*** DATASET ENTRIES ***
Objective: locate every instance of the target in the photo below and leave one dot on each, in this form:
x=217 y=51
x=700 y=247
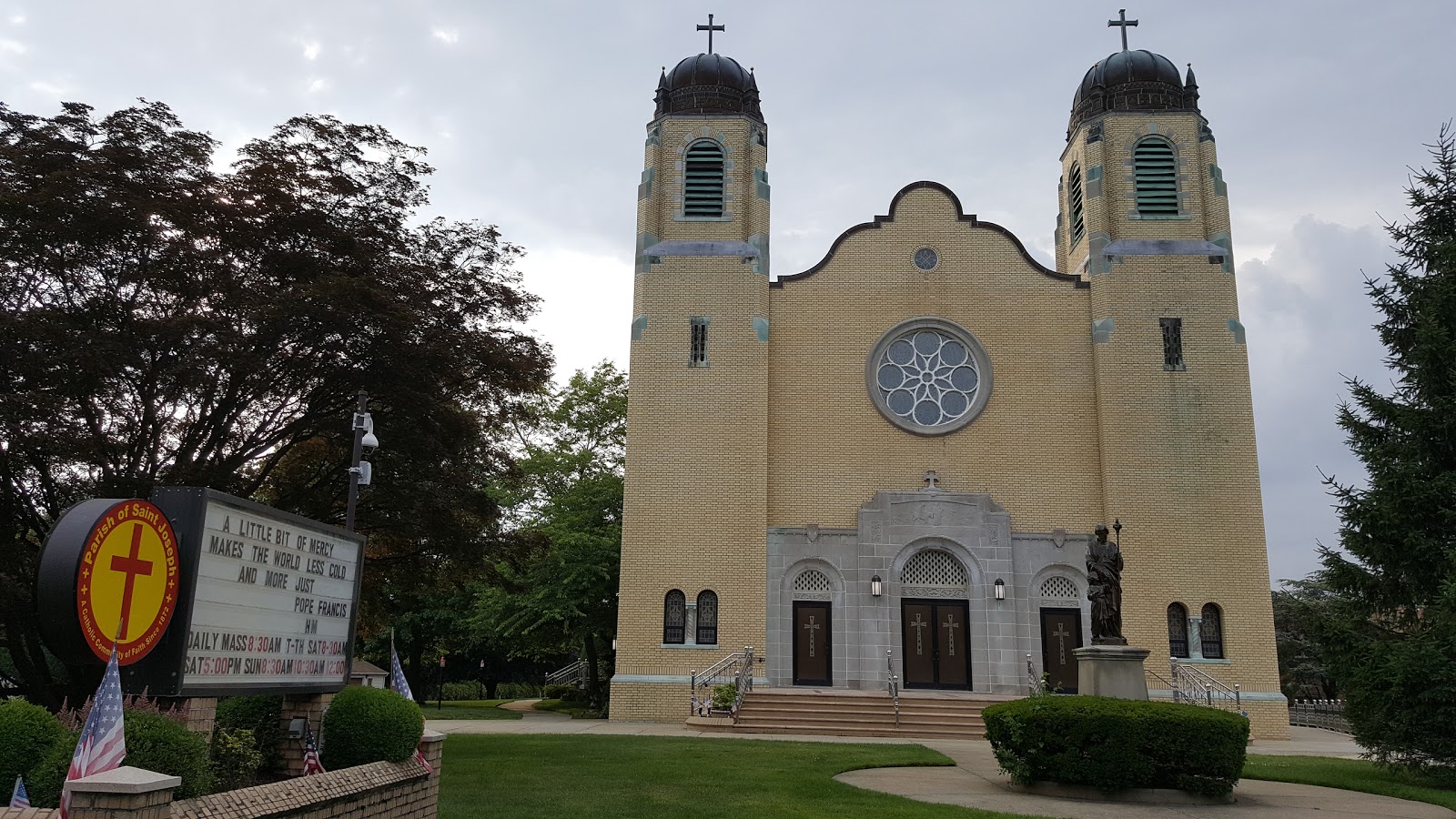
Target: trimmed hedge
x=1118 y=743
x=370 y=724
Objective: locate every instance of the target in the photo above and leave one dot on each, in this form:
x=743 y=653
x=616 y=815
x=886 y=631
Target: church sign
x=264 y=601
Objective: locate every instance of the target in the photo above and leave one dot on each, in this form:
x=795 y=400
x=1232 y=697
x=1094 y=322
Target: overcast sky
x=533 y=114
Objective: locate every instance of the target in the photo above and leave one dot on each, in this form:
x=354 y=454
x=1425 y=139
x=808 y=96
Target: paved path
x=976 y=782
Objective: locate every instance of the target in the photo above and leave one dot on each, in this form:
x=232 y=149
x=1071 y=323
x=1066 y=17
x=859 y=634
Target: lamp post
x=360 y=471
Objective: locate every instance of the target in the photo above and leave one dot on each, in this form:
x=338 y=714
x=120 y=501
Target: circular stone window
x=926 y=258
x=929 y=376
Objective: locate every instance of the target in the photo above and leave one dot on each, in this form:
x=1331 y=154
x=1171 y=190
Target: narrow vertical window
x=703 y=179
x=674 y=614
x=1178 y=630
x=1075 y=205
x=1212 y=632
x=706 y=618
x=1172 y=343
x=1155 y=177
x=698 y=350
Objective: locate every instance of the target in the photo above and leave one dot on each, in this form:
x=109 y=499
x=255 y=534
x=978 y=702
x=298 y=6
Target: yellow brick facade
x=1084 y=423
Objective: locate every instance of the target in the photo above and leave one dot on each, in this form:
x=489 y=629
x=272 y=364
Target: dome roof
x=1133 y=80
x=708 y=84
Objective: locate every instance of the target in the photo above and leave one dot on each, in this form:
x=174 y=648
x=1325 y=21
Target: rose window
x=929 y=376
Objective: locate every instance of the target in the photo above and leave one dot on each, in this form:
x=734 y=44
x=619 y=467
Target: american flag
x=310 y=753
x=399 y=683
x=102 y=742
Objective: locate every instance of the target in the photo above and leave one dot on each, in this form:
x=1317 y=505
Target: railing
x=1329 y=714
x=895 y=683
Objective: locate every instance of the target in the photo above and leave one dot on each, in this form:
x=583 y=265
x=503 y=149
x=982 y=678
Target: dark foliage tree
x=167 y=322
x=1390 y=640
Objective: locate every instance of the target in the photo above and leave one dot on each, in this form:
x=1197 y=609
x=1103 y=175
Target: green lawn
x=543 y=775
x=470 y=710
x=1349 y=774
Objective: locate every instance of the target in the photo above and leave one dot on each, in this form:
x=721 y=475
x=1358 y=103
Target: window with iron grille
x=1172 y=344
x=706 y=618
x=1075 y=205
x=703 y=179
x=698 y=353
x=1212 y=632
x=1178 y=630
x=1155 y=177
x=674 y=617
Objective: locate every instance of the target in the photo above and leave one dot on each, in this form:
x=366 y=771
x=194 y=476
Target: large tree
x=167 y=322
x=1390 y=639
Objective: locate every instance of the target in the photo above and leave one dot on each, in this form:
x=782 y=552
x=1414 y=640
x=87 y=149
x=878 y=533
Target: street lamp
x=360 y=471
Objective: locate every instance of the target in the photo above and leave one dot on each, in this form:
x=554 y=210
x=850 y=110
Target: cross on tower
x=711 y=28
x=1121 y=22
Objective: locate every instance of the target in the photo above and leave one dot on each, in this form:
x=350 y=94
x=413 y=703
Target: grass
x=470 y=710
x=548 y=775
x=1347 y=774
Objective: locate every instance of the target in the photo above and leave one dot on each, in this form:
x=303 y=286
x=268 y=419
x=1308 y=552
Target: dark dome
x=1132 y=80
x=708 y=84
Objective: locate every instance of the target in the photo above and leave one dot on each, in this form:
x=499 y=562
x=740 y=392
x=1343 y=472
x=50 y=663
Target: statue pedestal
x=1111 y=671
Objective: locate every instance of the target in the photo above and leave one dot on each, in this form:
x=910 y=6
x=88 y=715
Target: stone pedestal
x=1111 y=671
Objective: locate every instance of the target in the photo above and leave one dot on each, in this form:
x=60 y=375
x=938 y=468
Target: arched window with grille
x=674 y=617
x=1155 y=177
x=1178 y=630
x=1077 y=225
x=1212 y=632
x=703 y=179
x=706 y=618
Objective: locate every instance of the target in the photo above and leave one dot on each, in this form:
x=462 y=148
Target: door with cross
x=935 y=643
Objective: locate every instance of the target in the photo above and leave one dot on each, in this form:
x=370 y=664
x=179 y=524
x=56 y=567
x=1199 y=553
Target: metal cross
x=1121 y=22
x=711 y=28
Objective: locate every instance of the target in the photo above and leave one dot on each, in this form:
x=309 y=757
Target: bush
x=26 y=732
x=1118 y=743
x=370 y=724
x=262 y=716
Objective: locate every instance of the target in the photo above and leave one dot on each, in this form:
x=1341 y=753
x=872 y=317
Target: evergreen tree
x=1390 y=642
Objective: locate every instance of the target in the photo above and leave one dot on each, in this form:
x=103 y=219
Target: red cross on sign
*** End of DATASET ENTRIES ***
▶ _WORK INSTRUCTION_
Your reply must contain each entry exactly as written and no pictures.

▶ _ANSWER AREA_
Objective: locate every instance of the target in the photo below and leave one dot on each, in this form:
x=217 y=51
x=700 y=247
Target: trimmed hedge
x=1118 y=743
x=370 y=724
Objective: locate every instance of the target in the photo above and leave one dot on each, in this form:
x=743 y=653
x=616 y=815
x=886 y=631
Target: church sign
x=264 y=601
Objective: locate every instance of the target in the photo above and leave one dot on each, in this form:
x=795 y=400
x=1232 y=697
x=1094 y=322
Target: overcast sky
x=533 y=114
Objective: locate every instance of the target in the photo above and leave one dot on each, in this form:
x=354 y=454
x=1425 y=139
x=808 y=96
Target: paved path
x=976 y=782
Objective: locate every instance of the target in the photo above and leave one dot on each, in this form:
x=232 y=149
x=1071 y=323
x=1066 y=17
x=859 y=634
Target: lamp post
x=360 y=471
Objective: locate every instance of the target in the photo above and leave one dot on each, in this form:
x=338 y=714
x=120 y=501
Target: circular stone window
x=926 y=258
x=929 y=376
Objective: locate every instance of the target in the photo above and leave one dot on each, in this form:
x=1331 y=154
x=1171 y=190
Target: narrow vertical window
x=703 y=179
x=674 y=614
x=1178 y=630
x=1075 y=205
x=1212 y=632
x=706 y=618
x=1172 y=343
x=1155 y=177
x=698 y=350
Objective: locate every instance of the target in the photo above and leave one dot on each, in this form:
x=109 y=499
x=255 y=534
x=978 y=702
x=298 y=6
Target: yellow brick facade
x=1084 y=423
Objective: locate every instance of the target in the photo above and leave one dot on each, in this form:
x=489 y=629
x=272 y=364
Target: dome roof
x=1133 y=80
x=708 y=84
Objective: locate every instance of the target in the photo above and leave one dot on each, in this form:
x=174 y=648
x=1325 y=21
Target: rose window
x=929 y=376
Objective: locate every instance of the target in the photo above and leave one dot on each, in this form:
x=734 y=44
x=619 y=467
Target: american flag
x=310 y=753
x=399 y=683
x=102 y=742
Objective: locate every instance of the target in the photo above and leave one dot on each, in this form:
x=1317 y=505
Target: railing
x=1329 y=714
x=895 y=683
Objective: locate every instance of the target in the photo above and leave one dot on each, in this form:
x=583 y=265
x=503 y=149
x=982 y=678
Target: dark foliage tree
x=167 y=322
x=1390 y=640
Objective: locate every instance of the target in the photo above and leave one dot on each, in this form:
x=1197 y=609
x=1103 y=175
Target: green lawn
x=543 y=775
x=470 y=710
x=1349 y=774
Objective: locate every instance of the target in the photo above and leave one dot on each, in this form:
x=721 y=475
x=1358 y=103
Target: window with iron grille
x=1172 y=344
x=706 y=618
x=1075 y=205
x=703 y=179
x=698 y=353
x=1212 y=632
x=1178 y=630
x=1155 y=177
x=674 y=617
Objective: locate every instance of the target in the photo above and leave one dot on each, in this form:
x=366 y=771
x=194 y=476
Target: large tree
x=167 y=322
x=1390 y=639
Objective: locate every instance of the target in the photo above and leave one dot on each, in this form:
x=782 y=552
x=1414 y=640
x=87 y=149
x=878 y=533
Target: street lamp
x=360 y=471
Objective: locate every instance of the target in the photo above and leave one dot on each, in this form:
x=554 y=210
x=850 y=110
Target: cross on tower
x=711 y=28
x=1121 y=22
Objective: locate every instance of the target in the photo above and leave one dot on each, in this form:
x=350 y=94
x=413 y=703
Target: grass
x=470 y=710
x=548 y=775
x=1347 y=774
Objective: locate every instance of the target in the photo above and leave one dot on each, in this form:
x=303 y=286
x=268 y=419
x=1308 y=552
Target: dark dome
x=1132 y=80
x=708 y=84
Objective: locate every instance of the target in the photo above and leave one dot on each, in this form:
x=499 y=562
x=740 y=392
x=1343 y=472
x=50 y=663
Target: statue pedestal
x=1111 y=671
Objective: locate every instance of the target in the photo above and leave one dot on each, in this form:
x=910 y=6
x=88 y=715
Target: stone pedestal
x=1111 y=671
Objective: locate every instance of the target in the photo above and leave one dot on each, in this form:
x=60 y=375
x=938 y=468
Target: arched window with grille
x=674 y=617
x=1155 y=177
x=1178 y=630
x=1077 y=225
x=1212 y=632
x=703 y=179
x=706 y=618
Objective: locate every instance of the target in the photo above and leave one dot on each, in this form:
x=462 y=148
Target: door with cross
x=935 y=643
Objective: locate every instance of the target in the photo above and leave one dot on each, in this form:
x=370 y=664
x=179 y=524
x=56 y=567
x=1199 y=553
Target: metal cross
x=1121 y=22
x=711 y=28
Objective: locate every instance of the target in the photo above and leave one dot on each, in this form:
x=309 y=757
Target: bush
x=26 y=732
x=1118 y=743
x=370 y=724
x=262 y=716
Objective: locate every instance of the target in the photo above and leave one dot on each, in this form:
x=1341 y=753
x=872 y=317
Target: evergreen tree
x=1390 y=642
Objective: locate every instance of the target in the photo above and leave one dot on each, in this form:
x=103 y=219
Target: red cross on sign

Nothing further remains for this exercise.